# TEXTO-FONTE
******************************

Num ensaio recente na "New York Review of Books", uma prestigiosa publicação americana, o prêmio Nobel Steven Weinberg afirma que a solução nunca deve ser tirar dinheiro de áreas necessitadas para financiar pesquisa de base (ou qualquer outra). Por outro lado, o investimento na pesquisa de base deveria ser uma opção óbvia para qualquer país que pretende ter uma posição de liderança internacional.

No início do século 20, físicos lidavam com um modo inteiramente novo de interpretar a natureza. Einstein forçou uma revisão dos conceitos de espaço, tempo e energia. Planck, Bohr, Schrödinger e Heisenberg nunca poderiam ter imaginado que suas ideias revolucionárias sobre a física do átomo efetivamente redefiniriam o mundo em que vivemos. Deles veio a revolução quântica, que gerou incontáveis aplicações tecnológicas, incluindo todos os equipamentos digitais, dos computadores aos raios laser, fibras ópticas e tecnologias nucleares.

******************************

# LISTA DE DADOS
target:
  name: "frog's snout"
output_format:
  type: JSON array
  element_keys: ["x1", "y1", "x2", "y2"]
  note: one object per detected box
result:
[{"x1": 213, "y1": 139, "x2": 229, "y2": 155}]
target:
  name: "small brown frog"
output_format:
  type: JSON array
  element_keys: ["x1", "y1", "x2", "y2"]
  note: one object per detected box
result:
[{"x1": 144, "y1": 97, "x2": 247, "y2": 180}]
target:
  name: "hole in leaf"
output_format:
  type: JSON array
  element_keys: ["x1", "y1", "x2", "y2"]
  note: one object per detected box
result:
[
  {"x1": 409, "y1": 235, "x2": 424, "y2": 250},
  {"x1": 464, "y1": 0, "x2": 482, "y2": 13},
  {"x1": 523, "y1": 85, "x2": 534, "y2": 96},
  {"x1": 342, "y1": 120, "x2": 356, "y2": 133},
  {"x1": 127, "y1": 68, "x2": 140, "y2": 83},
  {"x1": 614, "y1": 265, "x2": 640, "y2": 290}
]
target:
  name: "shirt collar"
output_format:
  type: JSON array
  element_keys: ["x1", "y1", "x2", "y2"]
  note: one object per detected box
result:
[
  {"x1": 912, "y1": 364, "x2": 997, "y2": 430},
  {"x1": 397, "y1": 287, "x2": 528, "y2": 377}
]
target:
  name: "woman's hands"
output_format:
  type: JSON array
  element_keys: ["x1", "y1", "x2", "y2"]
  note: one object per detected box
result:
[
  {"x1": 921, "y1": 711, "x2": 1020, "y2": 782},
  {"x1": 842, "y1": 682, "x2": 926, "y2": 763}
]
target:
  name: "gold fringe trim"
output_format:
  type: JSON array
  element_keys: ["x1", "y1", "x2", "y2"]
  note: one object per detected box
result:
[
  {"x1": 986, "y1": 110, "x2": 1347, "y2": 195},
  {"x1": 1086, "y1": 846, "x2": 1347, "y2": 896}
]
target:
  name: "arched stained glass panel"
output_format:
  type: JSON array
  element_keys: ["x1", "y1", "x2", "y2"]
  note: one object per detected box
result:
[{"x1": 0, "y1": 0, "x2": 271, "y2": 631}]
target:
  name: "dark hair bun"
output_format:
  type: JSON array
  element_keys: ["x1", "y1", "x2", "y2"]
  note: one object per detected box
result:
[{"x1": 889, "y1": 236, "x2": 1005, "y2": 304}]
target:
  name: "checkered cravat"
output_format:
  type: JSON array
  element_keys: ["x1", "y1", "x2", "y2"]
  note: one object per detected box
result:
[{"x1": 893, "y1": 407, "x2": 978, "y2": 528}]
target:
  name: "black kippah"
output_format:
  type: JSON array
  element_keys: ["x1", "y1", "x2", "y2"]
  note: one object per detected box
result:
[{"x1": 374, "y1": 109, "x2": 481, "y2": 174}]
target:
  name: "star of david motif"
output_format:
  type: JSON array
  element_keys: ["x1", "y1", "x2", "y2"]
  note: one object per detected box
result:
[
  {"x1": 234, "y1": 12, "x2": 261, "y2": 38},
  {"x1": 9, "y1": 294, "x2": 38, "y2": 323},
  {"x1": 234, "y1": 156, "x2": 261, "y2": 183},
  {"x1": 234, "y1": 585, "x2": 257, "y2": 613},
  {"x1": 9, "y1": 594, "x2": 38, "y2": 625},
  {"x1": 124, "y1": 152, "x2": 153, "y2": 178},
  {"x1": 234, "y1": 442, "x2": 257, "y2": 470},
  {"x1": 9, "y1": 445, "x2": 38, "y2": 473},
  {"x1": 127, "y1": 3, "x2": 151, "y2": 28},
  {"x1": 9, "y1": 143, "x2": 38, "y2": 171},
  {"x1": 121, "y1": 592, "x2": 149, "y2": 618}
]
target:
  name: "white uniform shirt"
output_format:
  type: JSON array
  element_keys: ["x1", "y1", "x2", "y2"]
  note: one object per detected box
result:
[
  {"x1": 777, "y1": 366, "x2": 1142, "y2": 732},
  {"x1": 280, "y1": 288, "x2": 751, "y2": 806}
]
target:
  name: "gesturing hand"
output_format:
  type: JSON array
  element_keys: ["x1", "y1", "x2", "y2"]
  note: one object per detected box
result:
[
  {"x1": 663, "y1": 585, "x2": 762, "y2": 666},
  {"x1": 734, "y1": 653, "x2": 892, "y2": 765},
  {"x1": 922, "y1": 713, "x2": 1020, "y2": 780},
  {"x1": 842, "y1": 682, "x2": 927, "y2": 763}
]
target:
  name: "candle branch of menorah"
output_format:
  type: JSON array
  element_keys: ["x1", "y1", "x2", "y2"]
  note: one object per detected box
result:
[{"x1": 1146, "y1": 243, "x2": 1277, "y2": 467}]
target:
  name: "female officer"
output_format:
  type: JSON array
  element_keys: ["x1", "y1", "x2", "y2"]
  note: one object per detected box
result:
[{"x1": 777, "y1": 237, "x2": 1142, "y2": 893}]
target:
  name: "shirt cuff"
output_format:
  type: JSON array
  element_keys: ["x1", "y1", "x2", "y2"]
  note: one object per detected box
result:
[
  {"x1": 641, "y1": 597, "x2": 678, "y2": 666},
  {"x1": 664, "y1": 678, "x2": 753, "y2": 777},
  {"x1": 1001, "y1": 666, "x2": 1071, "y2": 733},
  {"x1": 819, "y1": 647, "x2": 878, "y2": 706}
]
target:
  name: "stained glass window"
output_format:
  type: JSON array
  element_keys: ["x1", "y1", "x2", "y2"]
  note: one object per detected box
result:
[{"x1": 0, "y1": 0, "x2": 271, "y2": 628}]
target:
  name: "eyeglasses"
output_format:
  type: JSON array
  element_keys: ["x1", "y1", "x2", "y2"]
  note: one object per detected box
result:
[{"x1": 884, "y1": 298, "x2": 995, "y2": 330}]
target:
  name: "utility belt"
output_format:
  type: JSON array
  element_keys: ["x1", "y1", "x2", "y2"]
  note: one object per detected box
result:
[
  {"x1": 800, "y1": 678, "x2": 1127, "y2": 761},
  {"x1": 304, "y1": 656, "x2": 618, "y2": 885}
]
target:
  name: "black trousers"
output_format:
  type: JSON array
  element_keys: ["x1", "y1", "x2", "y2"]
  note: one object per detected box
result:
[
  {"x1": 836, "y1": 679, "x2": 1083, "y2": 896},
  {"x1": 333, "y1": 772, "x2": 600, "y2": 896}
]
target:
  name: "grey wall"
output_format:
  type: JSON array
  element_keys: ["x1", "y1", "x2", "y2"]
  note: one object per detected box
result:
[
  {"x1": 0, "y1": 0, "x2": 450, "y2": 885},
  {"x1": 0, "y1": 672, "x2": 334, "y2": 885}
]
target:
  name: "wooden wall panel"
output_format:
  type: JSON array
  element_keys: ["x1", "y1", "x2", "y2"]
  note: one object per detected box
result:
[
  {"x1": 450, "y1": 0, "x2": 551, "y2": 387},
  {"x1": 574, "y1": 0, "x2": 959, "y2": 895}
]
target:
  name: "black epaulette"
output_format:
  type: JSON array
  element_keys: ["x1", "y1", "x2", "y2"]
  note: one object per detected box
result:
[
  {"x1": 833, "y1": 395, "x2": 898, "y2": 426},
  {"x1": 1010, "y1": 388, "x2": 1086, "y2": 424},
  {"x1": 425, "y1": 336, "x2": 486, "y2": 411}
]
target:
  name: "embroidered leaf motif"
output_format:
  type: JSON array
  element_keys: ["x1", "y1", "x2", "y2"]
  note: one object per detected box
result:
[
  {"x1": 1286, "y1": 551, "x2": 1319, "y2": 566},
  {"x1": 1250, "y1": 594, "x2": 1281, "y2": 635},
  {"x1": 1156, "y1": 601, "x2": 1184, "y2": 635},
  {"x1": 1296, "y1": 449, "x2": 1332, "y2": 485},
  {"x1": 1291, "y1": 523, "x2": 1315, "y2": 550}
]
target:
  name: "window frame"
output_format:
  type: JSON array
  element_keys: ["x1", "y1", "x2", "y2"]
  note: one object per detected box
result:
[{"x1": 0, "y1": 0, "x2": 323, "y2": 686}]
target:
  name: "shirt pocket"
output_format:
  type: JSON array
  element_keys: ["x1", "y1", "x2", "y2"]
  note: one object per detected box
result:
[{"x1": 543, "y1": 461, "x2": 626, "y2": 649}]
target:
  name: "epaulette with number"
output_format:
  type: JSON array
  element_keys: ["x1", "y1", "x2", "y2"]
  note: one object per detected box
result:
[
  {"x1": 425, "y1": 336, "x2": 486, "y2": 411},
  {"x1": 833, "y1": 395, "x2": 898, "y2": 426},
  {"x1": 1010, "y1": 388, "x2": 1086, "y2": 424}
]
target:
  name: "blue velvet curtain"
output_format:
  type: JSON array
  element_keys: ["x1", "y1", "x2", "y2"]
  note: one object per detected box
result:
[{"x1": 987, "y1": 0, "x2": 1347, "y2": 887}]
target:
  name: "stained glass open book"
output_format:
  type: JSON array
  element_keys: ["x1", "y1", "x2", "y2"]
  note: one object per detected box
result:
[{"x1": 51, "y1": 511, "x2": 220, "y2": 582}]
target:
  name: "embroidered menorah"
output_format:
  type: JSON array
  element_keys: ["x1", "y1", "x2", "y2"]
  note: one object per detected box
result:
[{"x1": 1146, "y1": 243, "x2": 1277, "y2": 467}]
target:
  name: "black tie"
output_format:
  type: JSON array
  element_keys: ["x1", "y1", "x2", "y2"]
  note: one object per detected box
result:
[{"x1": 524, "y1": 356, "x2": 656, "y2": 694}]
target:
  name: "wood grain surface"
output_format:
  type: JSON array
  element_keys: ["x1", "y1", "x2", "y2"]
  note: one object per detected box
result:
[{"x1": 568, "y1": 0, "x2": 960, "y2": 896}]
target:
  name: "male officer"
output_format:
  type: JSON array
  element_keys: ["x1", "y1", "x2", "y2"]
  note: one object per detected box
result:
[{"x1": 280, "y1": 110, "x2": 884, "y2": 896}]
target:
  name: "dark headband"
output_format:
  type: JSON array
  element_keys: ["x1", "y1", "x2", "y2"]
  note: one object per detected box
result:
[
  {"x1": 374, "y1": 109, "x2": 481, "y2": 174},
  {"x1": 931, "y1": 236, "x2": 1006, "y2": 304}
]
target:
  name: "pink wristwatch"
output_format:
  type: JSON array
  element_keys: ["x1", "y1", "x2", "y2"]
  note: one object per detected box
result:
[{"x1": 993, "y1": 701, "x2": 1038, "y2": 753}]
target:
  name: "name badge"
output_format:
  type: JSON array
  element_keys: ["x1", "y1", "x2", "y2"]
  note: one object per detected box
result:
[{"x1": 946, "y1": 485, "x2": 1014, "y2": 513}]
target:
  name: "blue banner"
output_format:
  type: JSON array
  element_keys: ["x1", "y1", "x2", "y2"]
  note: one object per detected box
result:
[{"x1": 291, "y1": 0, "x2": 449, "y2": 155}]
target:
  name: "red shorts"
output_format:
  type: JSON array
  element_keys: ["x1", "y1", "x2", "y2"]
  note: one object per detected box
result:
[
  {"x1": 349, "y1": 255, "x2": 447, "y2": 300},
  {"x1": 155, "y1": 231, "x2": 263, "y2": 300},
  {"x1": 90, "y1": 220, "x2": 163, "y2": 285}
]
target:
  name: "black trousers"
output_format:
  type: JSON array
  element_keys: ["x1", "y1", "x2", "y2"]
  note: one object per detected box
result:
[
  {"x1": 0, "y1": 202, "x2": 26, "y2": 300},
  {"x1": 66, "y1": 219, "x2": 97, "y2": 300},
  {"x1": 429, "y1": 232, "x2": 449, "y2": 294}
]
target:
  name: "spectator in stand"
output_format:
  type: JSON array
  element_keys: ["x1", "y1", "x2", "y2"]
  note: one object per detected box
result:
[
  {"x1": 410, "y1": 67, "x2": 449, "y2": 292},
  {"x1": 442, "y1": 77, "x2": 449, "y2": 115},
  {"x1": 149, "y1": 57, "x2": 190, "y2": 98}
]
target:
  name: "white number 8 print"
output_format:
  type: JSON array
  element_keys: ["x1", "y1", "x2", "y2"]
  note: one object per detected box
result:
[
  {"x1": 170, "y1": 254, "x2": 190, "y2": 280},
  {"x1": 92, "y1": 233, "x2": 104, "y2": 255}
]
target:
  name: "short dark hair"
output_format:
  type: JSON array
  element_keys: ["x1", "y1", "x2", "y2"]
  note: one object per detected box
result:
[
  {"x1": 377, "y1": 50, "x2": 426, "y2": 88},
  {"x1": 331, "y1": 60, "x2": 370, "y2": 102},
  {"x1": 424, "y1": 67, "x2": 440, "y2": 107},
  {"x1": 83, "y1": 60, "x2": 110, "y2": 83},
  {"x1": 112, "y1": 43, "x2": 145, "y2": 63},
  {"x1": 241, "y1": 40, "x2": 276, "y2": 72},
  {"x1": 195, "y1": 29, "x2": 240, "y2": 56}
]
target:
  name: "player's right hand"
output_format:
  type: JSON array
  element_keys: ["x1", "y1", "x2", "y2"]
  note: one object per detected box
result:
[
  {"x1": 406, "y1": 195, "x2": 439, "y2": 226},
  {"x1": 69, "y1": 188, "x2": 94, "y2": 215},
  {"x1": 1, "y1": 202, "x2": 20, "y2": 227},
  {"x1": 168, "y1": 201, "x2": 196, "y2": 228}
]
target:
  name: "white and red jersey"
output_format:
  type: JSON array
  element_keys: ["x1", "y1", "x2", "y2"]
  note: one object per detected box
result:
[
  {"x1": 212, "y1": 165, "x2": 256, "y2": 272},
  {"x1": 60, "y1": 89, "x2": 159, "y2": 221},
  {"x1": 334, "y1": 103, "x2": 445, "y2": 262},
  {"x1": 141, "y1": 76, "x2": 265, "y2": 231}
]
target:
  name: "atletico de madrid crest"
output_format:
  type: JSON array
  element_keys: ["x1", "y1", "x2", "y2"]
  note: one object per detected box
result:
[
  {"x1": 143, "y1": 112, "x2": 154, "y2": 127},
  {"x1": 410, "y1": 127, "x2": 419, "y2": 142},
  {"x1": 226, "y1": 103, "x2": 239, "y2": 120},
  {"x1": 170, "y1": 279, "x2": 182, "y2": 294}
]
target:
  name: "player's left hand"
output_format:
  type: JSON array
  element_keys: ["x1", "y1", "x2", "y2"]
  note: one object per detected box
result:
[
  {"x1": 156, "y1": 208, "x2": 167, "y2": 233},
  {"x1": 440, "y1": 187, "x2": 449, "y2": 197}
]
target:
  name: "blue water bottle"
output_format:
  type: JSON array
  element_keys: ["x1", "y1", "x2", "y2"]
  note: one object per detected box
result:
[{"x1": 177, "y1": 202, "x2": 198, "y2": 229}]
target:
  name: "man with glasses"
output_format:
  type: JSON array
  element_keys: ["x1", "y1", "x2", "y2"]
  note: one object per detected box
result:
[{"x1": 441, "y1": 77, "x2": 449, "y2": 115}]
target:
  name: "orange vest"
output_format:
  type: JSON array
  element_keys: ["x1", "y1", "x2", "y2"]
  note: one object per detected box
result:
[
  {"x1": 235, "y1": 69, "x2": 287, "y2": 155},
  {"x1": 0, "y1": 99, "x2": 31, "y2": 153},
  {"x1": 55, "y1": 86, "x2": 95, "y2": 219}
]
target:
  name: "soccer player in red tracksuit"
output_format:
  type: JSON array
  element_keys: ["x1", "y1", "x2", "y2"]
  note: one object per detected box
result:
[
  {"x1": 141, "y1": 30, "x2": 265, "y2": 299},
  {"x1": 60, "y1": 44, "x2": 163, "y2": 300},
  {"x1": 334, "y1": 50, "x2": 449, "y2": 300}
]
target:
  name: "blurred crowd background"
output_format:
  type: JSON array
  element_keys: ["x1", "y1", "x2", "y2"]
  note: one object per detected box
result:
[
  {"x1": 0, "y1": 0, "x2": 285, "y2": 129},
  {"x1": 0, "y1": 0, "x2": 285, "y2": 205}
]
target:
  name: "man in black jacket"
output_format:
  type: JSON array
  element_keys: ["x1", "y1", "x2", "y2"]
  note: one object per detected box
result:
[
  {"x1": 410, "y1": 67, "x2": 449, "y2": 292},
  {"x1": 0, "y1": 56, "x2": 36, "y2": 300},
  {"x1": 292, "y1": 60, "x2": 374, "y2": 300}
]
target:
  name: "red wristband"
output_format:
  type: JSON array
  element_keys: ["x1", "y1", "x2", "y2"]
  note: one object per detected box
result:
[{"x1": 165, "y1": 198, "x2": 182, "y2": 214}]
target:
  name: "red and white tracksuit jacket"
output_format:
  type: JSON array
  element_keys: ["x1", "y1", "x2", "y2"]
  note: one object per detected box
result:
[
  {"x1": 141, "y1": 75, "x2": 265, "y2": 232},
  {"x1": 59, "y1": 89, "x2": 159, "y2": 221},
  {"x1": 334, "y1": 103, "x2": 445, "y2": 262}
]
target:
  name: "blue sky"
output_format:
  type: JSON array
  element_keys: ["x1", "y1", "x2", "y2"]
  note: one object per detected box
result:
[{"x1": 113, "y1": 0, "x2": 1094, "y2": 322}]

******************************

# INSTRUÇÃO A
No texto sobre pesquisa de base, o que Steven Weinberg afirma que nunca deve ser feito para financiar esse tipo de pesquisa?
# INSTRUÇÃO B
Reproduza fielmente o trecho do texto sobre pesquisa de base que vai de "Num ensaio recente" até "de liderança internacional.", incluindo essas últimas palavras.

# RESPOSTA A
Tirar dinheiro de áreas necessitadas.

# RESPOSTA B
Num ensaio recente na "New York Review of Books", uma prestigiosa publicação americana, o prêmio Nobel Steven Weinberg afirma que a solução nunca deve ser tirar dinheiro de áreas necessitadas para financiar pesquisa de base (ou qualquer outra). Por outro lado, o investimento na pesquisa de base deveria ser uma opção óbvia para qualquer país que pretende ter uma posição de liderança internacional.